PASSAGE TO READ =
● ● ● ● ●

News cuts tilt coverage toward upscale

It is now widely recognized that daily newspapers, amid the upheaval that is occurring in the journalism business, have been cutting back on the origination of serious news coverage.

What is less widely appreciated, however, is that the axe has been falling more heavily on coverage of matters affecting roughly the lower two-thirds of the income distribution than it has on coverage that is aimed chiefly at serving the upper third.

This means that we are less likely to see stories about what life on the job is like for the majority of workers, who are neither managers nor professionals, or on what such workers can do to get out of the red and into the black. But we are more likely to see coverage of the latest in plastic surgery or of what’s new at the Natick Collection.

To say this isn’t to blame the news organizations themselves. If they felt able to continue to serve an economically diverse audience, they would probably do so. But it is hard for them to do it these days, because their economic circumstances make them so heavily dependent on the good will and hard cash of their remaining advertisers.

The economic plight of the newspapers has become famously difficult. Their paid circulations have been falling. A decade ago, classified advertising provided 40 percent of their revenue, but much of this business has moved to the Web. Though newspapers offer online versions of their print editions, their online versions aren’t attracting enough advertising revenue to offset the advertising dollars that have been lost by the print editions.

So the very survival of their newsrooms depends more and more on the patronage of those advertisers who are still willing to purchase display advertising in print. These are advertisers who want to reach the upper third of the income distribution and have found that buying ads in the print editions is an effective way to reach them. Thus, the newsrooms are under pressure to originate coverage that holds a distinctive appeal to upscale consumers, but doesn’t necessarily appeal as much to everybody else.

This shift in focus has helped to create the wide gap that now exists in the nature of news coverage. Serious coverage now reaches only about a third of the country. Nevertheless, even though members of the other two-thirds are now only poorly served by sources of serious news coverage, they still form a large majority of the electorate. They remain extremely important as voters and citizens and workers and members of the community — and many of them will find news coverage that they believe will serve them well. The answer to the question of where this news coverage will come from hasn’t yet been written. There is still time to write it. 


Ralph Whitehead Jr., is a professor of journalism at the University of Massachusetts at Amherst.

● ● ● ● ●

Retype the part of the column on newspaper coverage cuts that opens with the words containing "It is now widely" and closes with "serious news coverage.".

● ● ● ● ●

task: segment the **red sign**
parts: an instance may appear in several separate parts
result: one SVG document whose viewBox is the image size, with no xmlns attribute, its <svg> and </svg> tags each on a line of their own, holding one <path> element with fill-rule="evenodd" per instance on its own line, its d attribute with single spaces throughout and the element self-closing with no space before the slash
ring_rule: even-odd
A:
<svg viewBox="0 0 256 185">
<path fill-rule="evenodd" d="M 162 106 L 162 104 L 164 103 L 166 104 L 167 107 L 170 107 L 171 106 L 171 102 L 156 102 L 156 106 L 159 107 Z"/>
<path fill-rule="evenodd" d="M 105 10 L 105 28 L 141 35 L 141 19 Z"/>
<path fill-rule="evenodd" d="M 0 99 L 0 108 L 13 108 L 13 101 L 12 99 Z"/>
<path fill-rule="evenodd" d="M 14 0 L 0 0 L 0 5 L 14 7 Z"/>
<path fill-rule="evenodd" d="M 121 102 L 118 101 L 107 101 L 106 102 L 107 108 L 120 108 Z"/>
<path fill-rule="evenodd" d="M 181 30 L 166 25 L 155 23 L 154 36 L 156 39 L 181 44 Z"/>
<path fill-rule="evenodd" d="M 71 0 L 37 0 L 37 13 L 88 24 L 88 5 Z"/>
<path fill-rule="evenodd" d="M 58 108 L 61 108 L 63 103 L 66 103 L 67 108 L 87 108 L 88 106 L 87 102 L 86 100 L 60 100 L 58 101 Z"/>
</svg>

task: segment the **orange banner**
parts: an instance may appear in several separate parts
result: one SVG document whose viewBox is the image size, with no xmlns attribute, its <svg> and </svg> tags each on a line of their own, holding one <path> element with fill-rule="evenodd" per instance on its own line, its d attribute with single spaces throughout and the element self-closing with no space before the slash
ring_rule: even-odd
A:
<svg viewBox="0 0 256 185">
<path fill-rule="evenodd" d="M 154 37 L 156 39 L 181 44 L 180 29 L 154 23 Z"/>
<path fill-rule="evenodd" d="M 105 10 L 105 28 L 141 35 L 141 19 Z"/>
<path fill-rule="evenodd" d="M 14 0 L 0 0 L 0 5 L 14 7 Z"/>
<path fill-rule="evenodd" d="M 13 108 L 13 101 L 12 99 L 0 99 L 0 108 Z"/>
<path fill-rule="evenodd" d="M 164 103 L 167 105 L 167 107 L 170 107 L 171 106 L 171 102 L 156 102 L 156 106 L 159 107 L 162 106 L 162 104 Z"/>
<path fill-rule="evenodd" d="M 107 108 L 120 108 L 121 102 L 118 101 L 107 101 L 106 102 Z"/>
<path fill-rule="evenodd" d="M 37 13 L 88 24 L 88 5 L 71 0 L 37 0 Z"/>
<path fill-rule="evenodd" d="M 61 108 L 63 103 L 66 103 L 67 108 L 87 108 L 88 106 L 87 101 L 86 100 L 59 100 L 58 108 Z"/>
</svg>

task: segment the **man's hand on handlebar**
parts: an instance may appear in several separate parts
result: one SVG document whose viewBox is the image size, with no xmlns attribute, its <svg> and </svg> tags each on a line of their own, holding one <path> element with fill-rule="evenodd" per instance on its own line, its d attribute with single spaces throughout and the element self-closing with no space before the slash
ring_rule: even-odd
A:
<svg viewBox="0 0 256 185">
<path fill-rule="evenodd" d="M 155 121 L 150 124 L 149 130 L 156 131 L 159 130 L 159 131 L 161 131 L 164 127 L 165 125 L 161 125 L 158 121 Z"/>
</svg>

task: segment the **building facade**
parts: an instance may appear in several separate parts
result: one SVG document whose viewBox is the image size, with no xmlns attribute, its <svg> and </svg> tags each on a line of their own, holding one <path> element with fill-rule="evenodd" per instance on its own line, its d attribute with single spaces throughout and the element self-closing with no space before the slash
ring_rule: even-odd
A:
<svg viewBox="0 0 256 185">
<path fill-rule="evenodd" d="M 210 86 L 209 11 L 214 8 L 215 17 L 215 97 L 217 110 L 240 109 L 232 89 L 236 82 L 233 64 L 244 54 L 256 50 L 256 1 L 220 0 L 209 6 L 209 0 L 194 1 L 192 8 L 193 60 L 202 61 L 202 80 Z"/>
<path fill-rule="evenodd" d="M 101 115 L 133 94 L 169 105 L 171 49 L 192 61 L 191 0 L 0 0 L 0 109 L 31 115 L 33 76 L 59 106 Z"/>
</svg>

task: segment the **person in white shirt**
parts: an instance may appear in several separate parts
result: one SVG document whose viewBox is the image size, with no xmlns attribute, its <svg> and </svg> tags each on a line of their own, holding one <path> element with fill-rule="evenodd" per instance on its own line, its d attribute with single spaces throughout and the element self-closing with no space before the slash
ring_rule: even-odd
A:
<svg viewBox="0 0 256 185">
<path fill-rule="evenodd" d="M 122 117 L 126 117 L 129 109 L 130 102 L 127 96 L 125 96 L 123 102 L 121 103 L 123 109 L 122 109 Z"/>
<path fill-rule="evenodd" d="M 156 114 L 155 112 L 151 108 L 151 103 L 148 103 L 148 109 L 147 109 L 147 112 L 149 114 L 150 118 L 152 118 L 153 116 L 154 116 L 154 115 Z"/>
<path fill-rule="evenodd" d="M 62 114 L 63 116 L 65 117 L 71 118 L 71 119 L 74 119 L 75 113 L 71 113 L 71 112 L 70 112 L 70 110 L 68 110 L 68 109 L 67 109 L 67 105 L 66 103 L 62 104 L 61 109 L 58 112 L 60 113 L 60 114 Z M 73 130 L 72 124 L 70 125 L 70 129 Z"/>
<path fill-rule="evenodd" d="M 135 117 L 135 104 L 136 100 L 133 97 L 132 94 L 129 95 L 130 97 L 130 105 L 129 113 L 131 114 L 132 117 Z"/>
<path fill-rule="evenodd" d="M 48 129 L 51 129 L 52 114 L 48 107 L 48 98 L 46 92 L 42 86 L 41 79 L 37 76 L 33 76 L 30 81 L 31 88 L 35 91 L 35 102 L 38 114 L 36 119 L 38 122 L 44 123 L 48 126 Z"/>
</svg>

● ● ● ● ●

EXERCISE ANSWER =
It is now widely recognized that daily newspapers, amid the upheaval that is occurring in the journalism business, have been cutting back on the origination of serious news coverage.